What needs to be done: Taking the line that contains "In this picture, where can the baroque" as the first and the final line of the records as the last, write out every line between them exactly, ends included, and nothing else.

Material for the task:
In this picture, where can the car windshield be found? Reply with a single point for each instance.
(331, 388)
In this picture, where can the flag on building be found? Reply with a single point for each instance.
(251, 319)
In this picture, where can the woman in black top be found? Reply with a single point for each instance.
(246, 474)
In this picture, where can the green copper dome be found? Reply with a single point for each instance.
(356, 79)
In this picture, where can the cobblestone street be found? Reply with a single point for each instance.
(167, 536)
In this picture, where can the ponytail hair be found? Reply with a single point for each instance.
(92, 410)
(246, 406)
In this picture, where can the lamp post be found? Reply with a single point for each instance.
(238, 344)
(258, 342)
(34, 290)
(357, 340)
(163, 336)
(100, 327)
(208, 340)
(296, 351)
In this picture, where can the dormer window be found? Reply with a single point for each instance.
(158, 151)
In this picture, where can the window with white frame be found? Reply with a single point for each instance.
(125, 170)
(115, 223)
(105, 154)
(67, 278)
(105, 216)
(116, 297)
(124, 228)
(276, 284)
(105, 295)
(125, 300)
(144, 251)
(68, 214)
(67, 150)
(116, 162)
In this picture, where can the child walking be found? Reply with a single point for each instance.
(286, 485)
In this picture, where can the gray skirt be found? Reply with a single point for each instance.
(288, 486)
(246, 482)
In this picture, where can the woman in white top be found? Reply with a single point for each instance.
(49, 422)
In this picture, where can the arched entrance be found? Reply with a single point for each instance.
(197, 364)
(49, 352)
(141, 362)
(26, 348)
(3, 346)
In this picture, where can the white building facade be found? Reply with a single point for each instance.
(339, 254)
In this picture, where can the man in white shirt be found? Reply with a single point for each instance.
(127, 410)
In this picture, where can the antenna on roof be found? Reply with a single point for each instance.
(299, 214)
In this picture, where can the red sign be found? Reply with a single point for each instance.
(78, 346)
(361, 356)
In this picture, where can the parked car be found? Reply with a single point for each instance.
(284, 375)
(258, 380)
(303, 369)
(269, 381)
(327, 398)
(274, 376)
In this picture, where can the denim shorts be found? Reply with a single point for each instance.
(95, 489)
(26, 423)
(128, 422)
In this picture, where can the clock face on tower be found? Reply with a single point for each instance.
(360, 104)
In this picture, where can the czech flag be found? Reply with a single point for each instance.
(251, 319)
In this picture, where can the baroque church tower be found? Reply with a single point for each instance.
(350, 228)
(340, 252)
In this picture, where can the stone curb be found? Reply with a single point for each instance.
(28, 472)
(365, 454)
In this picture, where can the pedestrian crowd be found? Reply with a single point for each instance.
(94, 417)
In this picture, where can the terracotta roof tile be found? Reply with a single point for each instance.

Response:
In this picture, where can the baroque church tower be found? Reply with a single point for each instance.
(350, 228)
(340, 252)
In this picture, where can the stone curb be found? Reply with a single point for each instance.
(28, 472)
(365, 454)
In this picture, where can the pedestrian crowd be found? Reply with a single point for each instance.
(94, 417)
In this picture, where can the terracotta roof tile be found? Reply with a single point for each instance.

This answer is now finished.